Travail demandé
[a] Recopiez le passage du texte sur l’emploi compris entre « La hausse récente » et « à leur tour. », bornes incluses.
[b] Répondez aux questions suivantes d’après le texte sur l’emploi.
(i) À quels deux groupes la hausse récente du taux d’emploi est-elle due ?
(ii) Entre quelles périodes une tendance ascendante plutôt stable du taux d’emploi est-elle constatée ?
(iii) Dans quel secteur le texte situe-t-il un pic important depuis 2008 ?
[c] Traduisez en anglais cette phrase du texte sur l’emploi : « La hausse récente du taux d’emploi est due aux travailleurs indépendants et aux étudiants en alternance. »

=== Texte support ===

D’autres indicateurs sont tout aussi encourageants, notamment ceux concernant un taux d’emploi plus élevé qu’avant la crise avec une tendance ascendante plutôt stable pour toutes les tranches d’âge entre la fin de 2021 et le début de 2022, malgré la forte croissance du taux de démission constatée.
La hausse récente du taux d’emploi est due aux travailleurs indépendants et aux étudiants en alternance. Si nous les excluons, le taux d’emploi au premier trimestre 2022 est un peu plus élevé que la moyenne d’avant la crise.
Le taux élevé de démission à considérer comme résultat des difficultés de recrutement
Au regard des turbulences du marché du travail actuel, le nombre élevé de démissions reste raisonnablement proportionnel. Le secteur du recrutement subit un revers sans précédent autant dans le tertiaire que dans l’industrie de la fabrication avec un pic important depuis 2008 dans le bâtiment. Cela crée de nouvelles opportunités pour les salariés en poste qui sont alors susceptibles de démissionner à leur tour.

=== Extrait de données ===

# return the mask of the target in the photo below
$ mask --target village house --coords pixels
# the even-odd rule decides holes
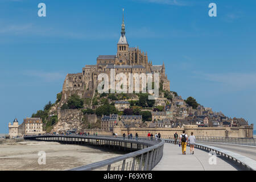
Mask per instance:
[[[125,109],[130,108],[130,102],[128,101],[115,101],[115,107],[118,111],[122,111]]]
[[[134,123],[136,127],[139,127],[143,123],[142,116],[141,115],[121,115],[120,117],[120,120],[125,125],[127,126]]]
[[[163,119],[158,121],[157,122],[158,127],[171,127],[171,121],[169,119]]]
[[[232,121],[232,127],[240,127],[243,125],[248,125],[248,122],[243,118],[234,118]]]
[[[39,118],[26,118],[19,126],[19,133],[23,135],[36,135],[43,131],[43,120]]]
[[[19,123],[16,118],[15,118],[14,121],[13,125],[11,123],[9,123],[8,125],[9,128],[9,136],[10,138],[14,136],[17,136],[18,135],[18,129],[19,127]]]
[[[152,121],[166,119],[166,112],[164,111],[151,111],[151,114]]]
[[[118,121],[118,114],[104,115],[101,119],[101,129],[105,131],[113,131],[114,126],[117,123]]]
[[[166,102],[167,102],[167,98],[159,97],[155,100],[155,106],[165,106]]]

===

Corrigé des activités
[a]
La hausse récente du taux d’emploi est due aux travailleurs indépendants et aux étudiants en alternance. Si nous les excluons, le taux d’emploi au premier trimestre 2022 est un peu plus élevé que la moyenne d’avant la crise.
Le taux élevé de démission à considérer comme résultat des difficultés de recrutement
Au regard des turbulences du marché du travail actuel, le nombre élevé de démissions reste raisonnablement proportionnel. Le secteur du recrutement subit un revers sans précédent autant dans le tertiaire que dans l’industrie de la fabrication avec un pic important depuis 2008 dans le bâtiment. Cela crée de nouvelles opportunités pour les salariés en poste qui sont alors susceptibles de démissionner à leur tour.

[b]
(i) Aux travailleurs indépendants et aux étudiants en alternance.
(ii) Entre la fin de 2021 et le début de 2022.
(iii) Dans le bâtiment.

[c] The recent rise in the employment rate is due to self-employed workers and work-study students.